-------- Dataset records --------

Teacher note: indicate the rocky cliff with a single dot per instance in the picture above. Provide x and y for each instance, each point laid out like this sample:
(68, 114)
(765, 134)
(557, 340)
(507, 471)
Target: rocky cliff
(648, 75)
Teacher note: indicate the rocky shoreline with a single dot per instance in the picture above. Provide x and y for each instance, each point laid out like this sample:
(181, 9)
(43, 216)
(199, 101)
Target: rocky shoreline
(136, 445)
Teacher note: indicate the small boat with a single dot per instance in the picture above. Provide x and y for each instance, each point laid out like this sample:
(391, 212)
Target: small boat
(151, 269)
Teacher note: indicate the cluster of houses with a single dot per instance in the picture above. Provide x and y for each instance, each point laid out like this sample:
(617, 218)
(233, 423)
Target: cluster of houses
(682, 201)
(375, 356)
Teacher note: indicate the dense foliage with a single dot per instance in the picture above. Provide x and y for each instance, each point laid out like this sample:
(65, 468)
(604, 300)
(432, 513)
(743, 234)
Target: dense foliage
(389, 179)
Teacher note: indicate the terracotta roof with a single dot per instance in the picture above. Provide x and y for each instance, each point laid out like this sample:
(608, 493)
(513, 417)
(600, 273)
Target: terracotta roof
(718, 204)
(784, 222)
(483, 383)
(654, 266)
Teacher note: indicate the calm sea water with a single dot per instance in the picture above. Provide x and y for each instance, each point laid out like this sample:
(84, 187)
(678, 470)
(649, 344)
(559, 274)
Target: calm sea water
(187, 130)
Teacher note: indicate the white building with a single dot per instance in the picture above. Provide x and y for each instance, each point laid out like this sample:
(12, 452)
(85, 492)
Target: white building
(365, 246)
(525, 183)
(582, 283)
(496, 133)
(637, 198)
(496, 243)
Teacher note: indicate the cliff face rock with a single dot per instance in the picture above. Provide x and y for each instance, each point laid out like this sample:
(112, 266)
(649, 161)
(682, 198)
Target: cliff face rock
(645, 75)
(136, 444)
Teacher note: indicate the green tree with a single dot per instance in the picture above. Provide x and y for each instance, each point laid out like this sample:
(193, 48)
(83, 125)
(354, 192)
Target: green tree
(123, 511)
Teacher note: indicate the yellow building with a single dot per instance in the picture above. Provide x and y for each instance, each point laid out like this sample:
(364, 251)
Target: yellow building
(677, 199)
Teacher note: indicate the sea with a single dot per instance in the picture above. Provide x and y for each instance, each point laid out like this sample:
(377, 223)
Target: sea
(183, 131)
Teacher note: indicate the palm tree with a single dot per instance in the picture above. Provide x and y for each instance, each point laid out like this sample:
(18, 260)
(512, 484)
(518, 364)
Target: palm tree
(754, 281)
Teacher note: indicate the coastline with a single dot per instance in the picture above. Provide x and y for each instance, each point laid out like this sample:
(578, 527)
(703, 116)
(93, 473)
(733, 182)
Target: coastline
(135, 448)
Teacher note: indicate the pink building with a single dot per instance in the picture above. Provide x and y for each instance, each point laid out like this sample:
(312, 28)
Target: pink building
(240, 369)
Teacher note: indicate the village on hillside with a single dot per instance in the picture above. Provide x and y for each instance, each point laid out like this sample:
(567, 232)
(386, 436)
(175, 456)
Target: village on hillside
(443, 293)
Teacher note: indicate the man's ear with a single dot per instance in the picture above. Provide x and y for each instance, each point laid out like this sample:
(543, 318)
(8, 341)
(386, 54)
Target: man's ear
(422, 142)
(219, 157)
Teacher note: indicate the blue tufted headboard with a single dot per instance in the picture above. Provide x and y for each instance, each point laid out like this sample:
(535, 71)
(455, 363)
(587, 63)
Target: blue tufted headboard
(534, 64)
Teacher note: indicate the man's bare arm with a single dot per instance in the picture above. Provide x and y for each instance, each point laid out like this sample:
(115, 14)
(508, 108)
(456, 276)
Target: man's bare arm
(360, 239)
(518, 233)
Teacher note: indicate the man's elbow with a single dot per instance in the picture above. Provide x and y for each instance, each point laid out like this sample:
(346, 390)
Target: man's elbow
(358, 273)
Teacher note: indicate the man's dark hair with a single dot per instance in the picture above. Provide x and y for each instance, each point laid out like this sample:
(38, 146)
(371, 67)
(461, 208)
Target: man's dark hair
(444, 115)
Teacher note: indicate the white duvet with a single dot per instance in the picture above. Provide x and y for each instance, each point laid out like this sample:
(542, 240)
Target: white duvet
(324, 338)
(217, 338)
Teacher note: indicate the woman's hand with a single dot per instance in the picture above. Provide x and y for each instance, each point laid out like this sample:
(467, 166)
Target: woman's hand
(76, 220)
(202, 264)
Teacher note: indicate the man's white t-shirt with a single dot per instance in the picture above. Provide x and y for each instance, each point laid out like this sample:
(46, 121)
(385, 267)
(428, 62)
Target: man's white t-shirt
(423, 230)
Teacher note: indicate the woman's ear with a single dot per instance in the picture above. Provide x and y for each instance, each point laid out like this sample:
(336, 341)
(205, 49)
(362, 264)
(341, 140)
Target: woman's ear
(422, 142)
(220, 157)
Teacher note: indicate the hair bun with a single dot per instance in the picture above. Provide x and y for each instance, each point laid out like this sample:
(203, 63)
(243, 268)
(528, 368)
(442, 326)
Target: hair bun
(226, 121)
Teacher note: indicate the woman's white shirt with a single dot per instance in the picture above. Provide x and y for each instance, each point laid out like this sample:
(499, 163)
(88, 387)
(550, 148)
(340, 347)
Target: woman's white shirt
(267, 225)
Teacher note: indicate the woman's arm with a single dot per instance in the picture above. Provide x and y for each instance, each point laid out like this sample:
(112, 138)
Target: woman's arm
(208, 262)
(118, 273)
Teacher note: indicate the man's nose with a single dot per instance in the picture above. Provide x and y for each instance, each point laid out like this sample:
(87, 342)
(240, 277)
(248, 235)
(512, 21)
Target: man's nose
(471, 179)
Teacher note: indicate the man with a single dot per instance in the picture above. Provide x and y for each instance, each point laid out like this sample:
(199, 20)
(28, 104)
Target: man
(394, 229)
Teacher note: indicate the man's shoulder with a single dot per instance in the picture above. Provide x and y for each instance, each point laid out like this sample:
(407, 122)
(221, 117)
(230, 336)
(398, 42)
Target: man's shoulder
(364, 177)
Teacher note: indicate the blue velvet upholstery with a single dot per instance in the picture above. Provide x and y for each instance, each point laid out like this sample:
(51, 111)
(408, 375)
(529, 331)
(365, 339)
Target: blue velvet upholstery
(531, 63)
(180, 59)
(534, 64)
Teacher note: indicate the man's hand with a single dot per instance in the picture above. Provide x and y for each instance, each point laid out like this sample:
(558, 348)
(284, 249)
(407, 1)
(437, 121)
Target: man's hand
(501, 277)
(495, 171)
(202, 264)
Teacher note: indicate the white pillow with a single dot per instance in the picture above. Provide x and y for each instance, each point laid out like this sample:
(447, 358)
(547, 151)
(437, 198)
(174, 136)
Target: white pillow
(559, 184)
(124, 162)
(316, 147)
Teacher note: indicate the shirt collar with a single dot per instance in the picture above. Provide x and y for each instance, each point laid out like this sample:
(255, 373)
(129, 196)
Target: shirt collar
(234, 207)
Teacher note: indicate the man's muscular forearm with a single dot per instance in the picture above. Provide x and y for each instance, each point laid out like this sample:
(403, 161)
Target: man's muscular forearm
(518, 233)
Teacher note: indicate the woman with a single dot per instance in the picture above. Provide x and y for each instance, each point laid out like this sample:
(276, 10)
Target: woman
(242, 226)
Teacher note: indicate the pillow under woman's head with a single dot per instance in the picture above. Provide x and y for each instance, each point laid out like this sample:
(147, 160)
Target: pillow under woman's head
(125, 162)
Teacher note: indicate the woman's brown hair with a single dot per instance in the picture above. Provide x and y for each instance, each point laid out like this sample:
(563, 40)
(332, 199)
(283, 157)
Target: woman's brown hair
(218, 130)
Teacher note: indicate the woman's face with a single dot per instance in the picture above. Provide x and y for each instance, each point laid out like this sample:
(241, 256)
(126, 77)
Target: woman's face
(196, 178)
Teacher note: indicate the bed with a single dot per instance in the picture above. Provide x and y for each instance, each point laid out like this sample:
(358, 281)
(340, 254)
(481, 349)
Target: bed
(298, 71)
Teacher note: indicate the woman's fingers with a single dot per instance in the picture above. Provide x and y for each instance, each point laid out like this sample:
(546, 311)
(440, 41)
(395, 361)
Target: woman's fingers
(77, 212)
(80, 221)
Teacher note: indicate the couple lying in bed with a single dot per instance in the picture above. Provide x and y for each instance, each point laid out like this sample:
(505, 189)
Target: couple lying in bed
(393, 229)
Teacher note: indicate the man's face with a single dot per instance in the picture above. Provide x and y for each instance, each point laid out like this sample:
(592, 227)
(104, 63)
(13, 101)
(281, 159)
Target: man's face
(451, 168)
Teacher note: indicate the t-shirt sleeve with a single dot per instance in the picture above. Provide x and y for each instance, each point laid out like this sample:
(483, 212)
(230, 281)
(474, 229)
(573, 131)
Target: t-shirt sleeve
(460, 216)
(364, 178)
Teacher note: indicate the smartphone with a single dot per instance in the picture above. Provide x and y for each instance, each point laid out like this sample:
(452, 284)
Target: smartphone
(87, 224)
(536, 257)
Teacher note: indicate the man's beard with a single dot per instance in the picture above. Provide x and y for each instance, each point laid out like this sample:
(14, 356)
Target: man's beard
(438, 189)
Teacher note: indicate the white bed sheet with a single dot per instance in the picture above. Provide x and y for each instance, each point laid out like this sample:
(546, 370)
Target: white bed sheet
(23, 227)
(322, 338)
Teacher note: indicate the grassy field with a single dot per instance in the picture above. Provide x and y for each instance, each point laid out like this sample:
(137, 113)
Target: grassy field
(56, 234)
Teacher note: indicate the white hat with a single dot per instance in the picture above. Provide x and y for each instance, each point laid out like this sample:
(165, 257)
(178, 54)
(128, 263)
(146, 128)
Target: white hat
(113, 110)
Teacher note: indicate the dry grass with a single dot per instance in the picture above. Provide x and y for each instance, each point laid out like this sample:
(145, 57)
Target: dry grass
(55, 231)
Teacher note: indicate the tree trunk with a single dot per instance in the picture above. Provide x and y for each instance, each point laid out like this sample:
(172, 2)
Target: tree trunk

--------

Exercise instructions: Search the material above for the word "trunk", then copy each line that holds it.

Answer to this task:
Teacher note: indicate the tree trunk with a single dot per instance in the picture above. Provide x and y for each instance, each point laid out like this sample:
Target: tree trunk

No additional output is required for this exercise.